*What the task requires*: Your task is to repeat the listing exactly.

*Data shown*:
────────────────────
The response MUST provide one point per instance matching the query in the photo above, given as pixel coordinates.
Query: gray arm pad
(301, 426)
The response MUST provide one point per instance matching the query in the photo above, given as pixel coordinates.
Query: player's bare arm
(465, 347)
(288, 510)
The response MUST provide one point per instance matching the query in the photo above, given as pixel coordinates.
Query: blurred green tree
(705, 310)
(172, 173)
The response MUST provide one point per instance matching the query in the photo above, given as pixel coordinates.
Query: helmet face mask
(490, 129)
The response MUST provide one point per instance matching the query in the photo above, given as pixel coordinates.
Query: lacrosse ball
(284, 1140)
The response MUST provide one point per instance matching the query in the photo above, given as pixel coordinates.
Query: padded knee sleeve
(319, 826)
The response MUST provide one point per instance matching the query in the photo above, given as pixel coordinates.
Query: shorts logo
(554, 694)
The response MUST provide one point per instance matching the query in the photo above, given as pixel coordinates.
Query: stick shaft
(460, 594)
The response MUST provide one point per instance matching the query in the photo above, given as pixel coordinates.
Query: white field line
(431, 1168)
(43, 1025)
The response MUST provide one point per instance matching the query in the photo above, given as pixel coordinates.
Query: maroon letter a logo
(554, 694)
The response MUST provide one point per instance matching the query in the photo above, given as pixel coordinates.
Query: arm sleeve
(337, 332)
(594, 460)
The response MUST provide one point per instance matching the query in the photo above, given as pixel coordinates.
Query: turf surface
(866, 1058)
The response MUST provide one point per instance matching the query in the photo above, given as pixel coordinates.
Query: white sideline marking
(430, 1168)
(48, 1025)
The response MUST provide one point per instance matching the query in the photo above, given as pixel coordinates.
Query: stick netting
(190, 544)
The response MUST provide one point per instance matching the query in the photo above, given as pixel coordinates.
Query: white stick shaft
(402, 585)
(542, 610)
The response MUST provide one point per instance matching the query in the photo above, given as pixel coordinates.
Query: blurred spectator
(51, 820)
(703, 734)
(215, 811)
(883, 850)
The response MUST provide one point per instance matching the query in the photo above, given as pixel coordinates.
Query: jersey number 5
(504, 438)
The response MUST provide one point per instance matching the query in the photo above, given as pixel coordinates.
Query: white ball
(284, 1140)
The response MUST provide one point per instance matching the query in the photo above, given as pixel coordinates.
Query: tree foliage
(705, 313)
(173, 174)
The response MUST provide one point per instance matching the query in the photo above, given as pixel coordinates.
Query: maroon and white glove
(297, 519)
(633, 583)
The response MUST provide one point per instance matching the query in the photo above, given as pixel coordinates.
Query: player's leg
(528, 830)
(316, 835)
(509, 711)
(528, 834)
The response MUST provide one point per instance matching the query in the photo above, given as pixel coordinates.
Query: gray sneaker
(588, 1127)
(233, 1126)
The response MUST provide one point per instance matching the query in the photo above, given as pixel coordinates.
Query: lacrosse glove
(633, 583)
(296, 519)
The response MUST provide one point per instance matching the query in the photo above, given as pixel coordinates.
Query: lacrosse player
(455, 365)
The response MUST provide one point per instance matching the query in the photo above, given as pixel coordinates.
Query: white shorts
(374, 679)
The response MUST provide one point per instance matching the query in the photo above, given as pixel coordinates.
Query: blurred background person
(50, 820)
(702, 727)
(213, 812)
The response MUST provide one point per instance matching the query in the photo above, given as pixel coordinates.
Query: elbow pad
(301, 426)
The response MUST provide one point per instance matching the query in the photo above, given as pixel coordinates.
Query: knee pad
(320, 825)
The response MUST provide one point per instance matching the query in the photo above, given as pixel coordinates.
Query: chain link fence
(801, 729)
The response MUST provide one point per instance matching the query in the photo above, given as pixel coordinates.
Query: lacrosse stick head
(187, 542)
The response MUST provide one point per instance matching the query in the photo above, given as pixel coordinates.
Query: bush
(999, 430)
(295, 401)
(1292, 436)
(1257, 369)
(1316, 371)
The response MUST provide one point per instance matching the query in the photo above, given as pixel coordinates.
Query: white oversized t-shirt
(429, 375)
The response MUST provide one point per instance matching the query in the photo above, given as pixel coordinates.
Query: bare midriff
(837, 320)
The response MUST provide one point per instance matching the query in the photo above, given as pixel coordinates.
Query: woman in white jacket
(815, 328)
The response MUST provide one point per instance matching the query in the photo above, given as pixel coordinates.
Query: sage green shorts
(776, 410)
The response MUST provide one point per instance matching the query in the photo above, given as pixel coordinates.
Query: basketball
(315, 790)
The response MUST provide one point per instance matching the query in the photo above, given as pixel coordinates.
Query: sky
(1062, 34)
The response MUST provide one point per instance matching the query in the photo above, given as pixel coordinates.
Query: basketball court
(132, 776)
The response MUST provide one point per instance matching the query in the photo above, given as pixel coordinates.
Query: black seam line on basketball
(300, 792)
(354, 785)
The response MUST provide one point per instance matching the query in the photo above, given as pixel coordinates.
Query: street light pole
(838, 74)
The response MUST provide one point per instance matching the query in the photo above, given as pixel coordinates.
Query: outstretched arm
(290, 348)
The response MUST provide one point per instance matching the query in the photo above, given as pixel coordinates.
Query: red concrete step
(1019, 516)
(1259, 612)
────────────────────
*Exercise response*:
The response MUST provide one point per instance matching the query in the photo above, given as pixel coordinates.
Query: gray arm pad
(301, 426)
The response MUST provide one point per instance matching the query in the photo above, given as pixel coordinates.
Query: player's bare arm
(465, 347)
(288, 510)
The response MUST provide one point per instance matching the query in the photo above, given as pixel coordinates.
Query: blurred green tree
(705, 310)
(172, 173)
The response MUST provide one point per instance matching the query in the photo above, given as pixel coordinates.
Query: helmet face mask
(490, 129)
The response MUST provide one point per instance matching the query in the photo above, given as pixel coordinates.
Query: lacrosse ball
(284, 1140)
The response MUST provide one point per instance matching the query in the photo above, given as pixel coordinates.
Query: padded knee sleeve
(319, 826)
The response MUST provide one point per instance matching the query in the photo above, given as pixel coordinates.
Query: shorts logo
(554, 694)
The response MUST provide one point per instance matching the query in the photo above, given as pixel coordinates.
Query: stick shaft
(460, 594)
The response MUST provide one point per instance matching the query in the photo above, given as pixel coordinates.
Query: white field line
(431, 1168)
(43, 1025)
The response MUST provide one point per instance matching the query in the photo above, given as pixel coordinates.
Query: maroon letter a logo
(554, 694)
The response MUST provide one point per instance matching the query in the photo above, given as pixel coordinates.
Query: arm sleeve
(337, 332)
(594, 460)
The response MUST provide one point per instance matching the query in the photo above, given as pixel coordinates.
Query: turf surface
(866, 1058)
The response MUST provide one point per instance matching the query in the photo above, given as pixel coordinates.
Query: white sideline marking
(430, 1168)
(48, 1025)
The response MUST provide one point per instance matching the query in the photo above, given as pixel coordinates.
Query: stick netting
(190, 544)
The response MUST provide one point per instance matching the query in the photo above, given as pixel coordinates.
Query: white stick shaft
(402, 585)
(542, 610)
The response MUST provide one point per instance matching the query in the photo above, given as pixel coordinates.
Query: blurred spectator
(51, 820)
(703, 734)
(215, 811)
(883, 850)
The response MUST provide one point per instance matching the query in the photo above, given as pixel coordinates.
Query: jersey number 5
(504, 438)
The response MUST provide one point per instance matching the query in the photo above, given as pixel coordinates.
Query: white ball
(284, 1140)
The response MUST provide one point per instance matching the query in the photo above, given as pixel coordinates.
Query: tree foliage
(705, 313)
(173, 174)
The response MUST provide one point per instance matching the query in the photo above, given as pixel coordinates.
Query: maroon and white glove
(297, 519)
(633, 583)
The response MUST provide one point per instance matching the query in the photo above, given as pixel coordinates.
Query: player's leg
(528, 830)
(316, 835)
(509, 711)
(528, 834)
The response MUST provide one point per instance matching the query in the photo above, given as pixel coordinates.
Query: gray sneaker
(588, 1127)
(233, 1126)
The response MUST provide one point per instance matching the query in the photo above, given as pixel coordinates.
Query: lacrosse glove
(633, 583)
(296, 519)
The response MUST provide one point per instance matching the query in the photo above, given as pixel coordinates.
Query: lacrosse player
(455, 365)
The response MUST provide one point per instance matching the query in the photo above, given as pixel coordinates.
Query: white shorts
(374, 679)
The response MUST provide one point per instance matching the query in the photo above, given as pixel coordinates.
Query: blurred background person
(50, 820)
(702, 727)
(213, 812)
The response MUST provide one point per instance matching the query in the photo above, given as pixel coordinates.
Query: elbow pad
(301, 426)
The response MUST provide one point per instance matching the query in the photo above, given as pixel coordinates.
Query: knee pad
(320, 825)
The response MUST provide one point per instance matching the query in the photo above, given as pixel coordinates.
Query: chain link fence
(801, 729)
The response MUST provide one point per instance matching the query in the photo above, given as pixel coordinates.
Query: lacrosse stick head
(187, 542)
The response MUST provide one point per instance matching the query in the photo above, given as pixel coordinates.
Query: bush
(999, 430)
(295, 401)
(1292, 436)
(1257, 369)
(1316, 371)
The response MUST provide one point per instance matching the query in the photo above, given as pixel coordinates.
Query: white oversized t-shirt
(429, 375)
The response MUST provide one point per instance matching the query in the photo above, given as pixel coordinates.
Query: bare midriff
(837, 320)
The response MUST provide one point per instance matching the query in the photo above, given as pixel coordinates.
Query: woman in white jacket
(815, 328)
The response MUST provide one point per instance matching the query in the photo above, given as pixel coordinates.
Query: sage green shorts
(776, 410)
The response MUST provide one point per instance matching the query in the photo above, given as pixel coordinates.
Query: basketball
(315, 790)
The response MUST provide one point per instance matching the query in the photo above, given as pixel coordinates.
Query: sky
(1062, 34)
The response MUST provide one point per instance matching the query in the photo above, given as pixel coordinates.
Query: basketball court
(132, 776)
The response MUST provide one point per instance matching the query in the photo above, given as pixel coordinates.
Query: black seam line on basketball
(300, 792)
(354, 785)
The response MUST provide one point per instance matching the query in the photo above, given as pixel coordinates.
Query: street light pole
(838, 74)
The response MUST provide one point per instance matching the query in the photo above, given as pixel coordinates.
Query: outstretched arm
(290, 348)
The response MUST provide one point per instance matching the query in the photo above, given as pixel coordinates.
Query: red concrete step
(1019, 516)
(1259, 612)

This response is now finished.